TO BE DONE -> Repeat every one of the rows below word for word, but leave the pictures out.

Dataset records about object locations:
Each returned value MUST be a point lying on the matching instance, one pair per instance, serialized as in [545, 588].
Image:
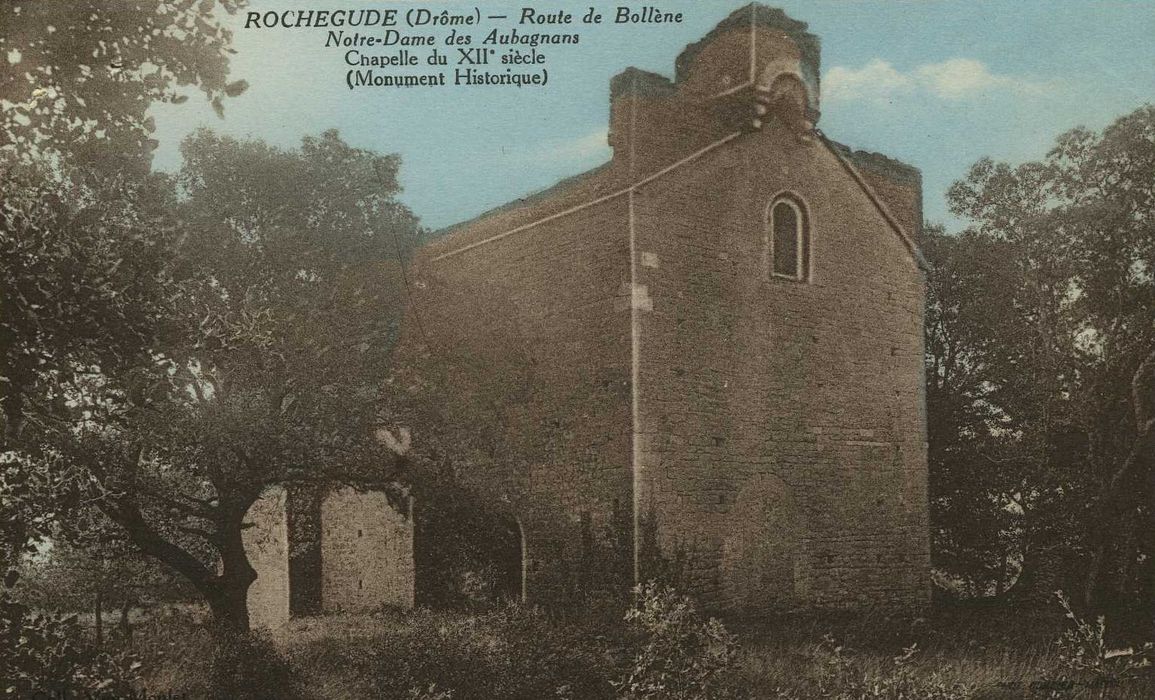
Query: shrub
[47, 655]
[683, 656]
[842, 677]
[247, 667]
[1082, 649]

THE OUTPUT ->
Each returned value MUST be a point lying on the matching instance, one pair per instance, serialized as in [545, 588].
Image:
Query: shrub
[47, 655]
[683, 656]
[842, 677]
[247, 667]
[1082, 649]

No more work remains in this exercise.